Requirement | Your task is to repeat each record verbatim, exactly as it was written.

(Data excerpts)
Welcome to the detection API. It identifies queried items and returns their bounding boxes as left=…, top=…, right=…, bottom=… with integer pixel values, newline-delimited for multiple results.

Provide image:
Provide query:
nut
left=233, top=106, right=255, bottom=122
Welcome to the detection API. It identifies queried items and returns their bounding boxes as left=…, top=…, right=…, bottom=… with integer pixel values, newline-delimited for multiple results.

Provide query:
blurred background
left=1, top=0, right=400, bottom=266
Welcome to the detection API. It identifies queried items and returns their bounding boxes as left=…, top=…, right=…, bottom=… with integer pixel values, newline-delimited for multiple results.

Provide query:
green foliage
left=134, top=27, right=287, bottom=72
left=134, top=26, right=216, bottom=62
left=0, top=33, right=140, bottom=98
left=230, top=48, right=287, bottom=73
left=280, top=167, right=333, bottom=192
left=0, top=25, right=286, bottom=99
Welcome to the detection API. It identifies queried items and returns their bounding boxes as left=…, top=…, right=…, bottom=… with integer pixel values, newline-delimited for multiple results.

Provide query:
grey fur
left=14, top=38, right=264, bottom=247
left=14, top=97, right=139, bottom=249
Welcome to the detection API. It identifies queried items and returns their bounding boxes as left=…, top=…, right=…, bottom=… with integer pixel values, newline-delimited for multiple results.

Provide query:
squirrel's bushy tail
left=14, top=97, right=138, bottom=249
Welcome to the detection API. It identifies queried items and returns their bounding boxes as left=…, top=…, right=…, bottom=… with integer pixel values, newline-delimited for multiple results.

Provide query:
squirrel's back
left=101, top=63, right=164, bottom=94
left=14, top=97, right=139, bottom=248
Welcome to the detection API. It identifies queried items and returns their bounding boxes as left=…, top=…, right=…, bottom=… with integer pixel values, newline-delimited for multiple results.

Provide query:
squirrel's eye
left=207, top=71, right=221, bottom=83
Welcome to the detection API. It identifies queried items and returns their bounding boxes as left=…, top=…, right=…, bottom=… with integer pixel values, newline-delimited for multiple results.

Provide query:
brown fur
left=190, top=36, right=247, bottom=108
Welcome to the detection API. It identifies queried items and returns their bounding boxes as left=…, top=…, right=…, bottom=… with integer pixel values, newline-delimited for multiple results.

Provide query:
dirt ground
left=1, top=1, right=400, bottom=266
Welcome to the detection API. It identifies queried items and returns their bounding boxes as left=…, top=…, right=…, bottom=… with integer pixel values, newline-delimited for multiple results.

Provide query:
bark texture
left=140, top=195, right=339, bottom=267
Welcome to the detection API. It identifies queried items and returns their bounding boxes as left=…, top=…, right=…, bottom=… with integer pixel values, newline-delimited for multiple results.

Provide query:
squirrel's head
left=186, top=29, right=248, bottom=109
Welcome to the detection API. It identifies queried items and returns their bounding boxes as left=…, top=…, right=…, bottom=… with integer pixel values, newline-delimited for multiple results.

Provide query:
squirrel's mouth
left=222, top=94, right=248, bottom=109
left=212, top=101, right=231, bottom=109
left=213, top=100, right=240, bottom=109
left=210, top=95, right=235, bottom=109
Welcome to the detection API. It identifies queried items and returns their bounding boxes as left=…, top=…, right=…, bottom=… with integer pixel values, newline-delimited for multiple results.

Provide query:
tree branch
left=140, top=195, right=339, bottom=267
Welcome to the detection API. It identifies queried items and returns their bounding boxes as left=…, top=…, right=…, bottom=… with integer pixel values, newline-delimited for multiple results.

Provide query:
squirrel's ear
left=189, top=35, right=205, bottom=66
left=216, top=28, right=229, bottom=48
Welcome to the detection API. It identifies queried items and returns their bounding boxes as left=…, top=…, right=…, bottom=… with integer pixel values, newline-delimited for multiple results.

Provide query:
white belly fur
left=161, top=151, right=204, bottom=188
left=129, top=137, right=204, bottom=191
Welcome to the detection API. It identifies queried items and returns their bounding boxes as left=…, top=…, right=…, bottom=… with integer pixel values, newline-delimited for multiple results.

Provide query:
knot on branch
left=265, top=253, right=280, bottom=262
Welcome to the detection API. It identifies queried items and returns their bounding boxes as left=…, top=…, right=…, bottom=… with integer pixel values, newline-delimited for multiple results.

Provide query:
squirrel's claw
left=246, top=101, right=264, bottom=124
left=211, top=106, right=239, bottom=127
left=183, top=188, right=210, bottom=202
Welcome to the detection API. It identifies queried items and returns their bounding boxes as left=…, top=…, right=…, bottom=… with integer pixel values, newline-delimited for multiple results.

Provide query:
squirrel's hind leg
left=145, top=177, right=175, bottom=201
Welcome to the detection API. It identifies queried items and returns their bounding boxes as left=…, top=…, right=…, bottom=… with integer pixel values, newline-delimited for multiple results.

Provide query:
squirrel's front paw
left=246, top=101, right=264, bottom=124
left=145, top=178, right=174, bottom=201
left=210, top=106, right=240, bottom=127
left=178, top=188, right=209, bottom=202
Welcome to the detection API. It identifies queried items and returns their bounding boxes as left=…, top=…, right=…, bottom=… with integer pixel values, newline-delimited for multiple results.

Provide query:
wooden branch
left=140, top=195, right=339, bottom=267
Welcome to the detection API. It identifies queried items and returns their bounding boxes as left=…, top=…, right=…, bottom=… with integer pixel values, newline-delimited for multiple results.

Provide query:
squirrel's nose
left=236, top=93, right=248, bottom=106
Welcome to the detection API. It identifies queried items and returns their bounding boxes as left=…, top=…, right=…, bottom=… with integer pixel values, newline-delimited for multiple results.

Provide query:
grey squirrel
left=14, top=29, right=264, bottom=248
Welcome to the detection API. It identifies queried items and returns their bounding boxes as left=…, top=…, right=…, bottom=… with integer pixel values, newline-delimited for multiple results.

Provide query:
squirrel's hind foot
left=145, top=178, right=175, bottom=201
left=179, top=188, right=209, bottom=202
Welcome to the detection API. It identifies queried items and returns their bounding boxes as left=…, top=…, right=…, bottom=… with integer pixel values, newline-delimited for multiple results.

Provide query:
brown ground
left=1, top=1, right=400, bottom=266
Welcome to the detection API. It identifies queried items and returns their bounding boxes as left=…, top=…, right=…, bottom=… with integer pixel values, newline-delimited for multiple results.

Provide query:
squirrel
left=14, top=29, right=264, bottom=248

Result of the task |
Welcome to the detection API. It identifies queried items and returns their bounding boxes as left=…, top=…, right=…, bottom=… with integer pixel values, newline-delimited for multiple results.

Provide image:
Provide query:
nut
left=233, top=106, right=255, bottom=122
Welcome to the detection API. It identifies queried items and returns their bounding boxes as left=…, top=…, right=…, bottom=… with integer pixel values, newline-delimited for multiple results.

Provide query:
blurred background
left=1, top=0, right=400, bottom=266
Welcome to the detection API. It identifies queried items and returns their bounding boxes as left=…, top=…, right=…, bottom=… with integer pixel values, newline-delimited for multiple results.

Provide query:
green foliage
left=134, top=27, right=287, bottom=72
left=134, top=26, right=216, bottom=62
left=0, top=33, right=140, bottom=98
left=230, top=48, right=287, bottom=73
left=280, top=167, right=333, bottom=192
left=0, top=25, right=286, bottom=99
Welcome to the detection API. It identifies queried items and returns their bounding boxes as left=…, top=…, right=…, bottom=… with integer pixel values, newline-delimited for multiple results.

Provide query:
grey fur
left=14, top=38, right=264, bottom=247
left=14, top=97, right=139, bottom=249
Welcome to the detection API. It identifies queried items and returns their bounding boxes as left=…, top=…, right=…, bottom=… with integer pixel values, newline-delimited for multiple results.

Provide query:
squirrel's bushy tail
left=14, top=97, right=138, bottom=249
Welcome to the detection API. It identifies queried items and returns their bounding boxes as left=…, top=…, right=…, bottom=… with integer pixel values, newline-delimited for multiple results.

Provide query:
squirrel's back
left=101, top=63, right=164, bottom=94
left=14, top=97, right=139, bottom=248
Welcome to the detection API. It identifies queried items and returns their bounding boxes as left=…, top=…, right=…, bottom=… with integer pixel values, newline-delimited for multiple results.

Provide query:
squirrel's eye
left=207, top=71, right=221, bottom=83
Welcome to the detection API. It identifies queried items and returns their bounding boxes as left=…, top=…, right=…, bottom=… with integer pixel values, newline-delimited for multiple results.

Provide query:
brown fur
left=190, top=36, right=247, bottom=108
Welcome to the detection API. It identifies queried items and returns their bounding boxes as left=…, top=…, right=…, bottom=… with integer pixel values, newline-delimited for multiple results.

Provide query:
dirt ground
left=1, top=1, right=400, bottom=266
Welcome to the detection API. It identifies queried items and returns their bounding boxes as left=…, top=…, right=…, bottom=… with integer pixel values, newline-delimited for multiple results.

Provide query:
bark texture
left=140, top=195, right=339, bottom=267
Welcome to the detection API. It identifies queried items and returns their bounding boxes as left=…, top=…, right=…, bottom=… with integer pixel values, newline-delimited for multiple results.

Provide query:
squirrel's head
left=186, top=29, right=248, bottom=109
Welcome to the detection API. It identifies queried items and returns their bounding boxes as left=…, top=…, right=…, bottom=… with integer pixel values, newline-delimited for multiple results.

Provide query:
squirrel's mouth
left=222, top=94, right=248, bottom=109
left=212, top=101, right=231, bottom=109
left=213, top=100, right=240, bottom=109
left=210, top=95, right=235, bottom=109
Welcome to the detection API. It identifies queried items and returns their bounding boxes as left=…, top=…, right=…, bottom=… with integer pixel values, newline-delimited for multiple results.

Provide query:
tree branch
left=140, top=195, right=339, bottom=267
Welcome to the detection API. It identifies queried items and returns their bounding boxes as left=…, top=…, right=…, bottom=… with integer pixel values, newline-delimited for multiple results.

Provide query:
squirrel's ear
left=189, top=35, right=205, bottom=66
left=216, top=28, right=229, bottom=48
Welcome to the detection API. It identifies queried items and returns their bounding boxes as left=…, top=…, right=…, bottom=… with integer pixel values, newline-delimited for multiple results.

Provide query:
white belly fur
left=161, top=151, right=204, bottom=188
left=129, top=137, right=204, bottom=191
Welcome to the detection API. It identifies queried items and returns their bounding boxes as left=…, top=…, right=…, bottom=… with integer pixel values, newline-delimited for multiple results.

Provide query:
knot on branch
left=265, top=253, right=280, bottom=262
Welcome to the detection API. It identifies queried items and returns their bounding boxes as left=…, top=…, right=…, bottom=… with integer pixel values, newline-delimited for multiple results.

Provide query:
squirrel's claw
left=246, top=101, right=264, bottom=124
left=211, top=106, right=239, bottom=127
left=183, top=188, right=210, bottom=202
Welcome to the detection API. It identifies queried items and returns their bounding boxes as left=…, top=…, right=…, bottom=… with integer pixel values, newline-delimited for multiple results.

Provide query:
squirrel's hind leg
left=145, top=177, right=175, bottom=201
Welcome to the detection API. It identifies queried items and returns their bounding boxes as left=…, top=…, right=…, bottom=… with integer pixel values, newline-delimited for multiple results.

Provide query:
squirrel's front paw
left=246, top=101, right=264, bottom=124
left=145, top=178, right=174, bottom=201
left=210, top=106, right=240, bottom=127
left=178, top=188, right=209, bottom=202
Welcome to the detection API. It identifies queried items and returns their bounding boxes as left=…, top=…, right=…, bottom=… with integer pixel values, newline-delimited for multiple results.

Provide query:
wooden branch
left=140, top=195, right=339, bottom=267
Welcome to the detection API. It identifies queried items and returns their bounding boxes as left=…, top=…, right=…, bottom=… with integer pixel values, newline-delimited for multiple results.

Provide query:
squirrel's nose
left=236, top=93, right=248, bottom=106
Welcome to the detection API. It identifies queried items and returns their bounding boxes as left=…, top=…, right=…, bottom=… with integer pixel values, newline-delimited for multiple results.

Provide query:
grey squirrel
left=14, top=29, right=264, bottom=248
Welcome to the detection API. It identifies queried items and returns their bounding boxes as left=…, top=…, right=…, bottom=… with integer pixel values, newline-delimited for multiple results.

Provide query:
squirrel's hind foot
left=145, top=178, right=175, bottom=201
left=179, top=188, right=209, bottom=202
Welcome to the detection API. It identifies queried items and returns their bounding boxes as left=…, top=…, right=…, bottom=… with integer pixel values, newline-delimited for multiple results.

Provide query:
brown ground
left=1, top=1, right=400, bottom=266
Welcome to the detection API. It identifies queried items and returns their bounding boxes as left=…, top=…, right=…, bottom=… with integer pixel values, newline-delimited for multiple results.

Provide query:
squirrel
left=14, top=29, right=264, bottom=248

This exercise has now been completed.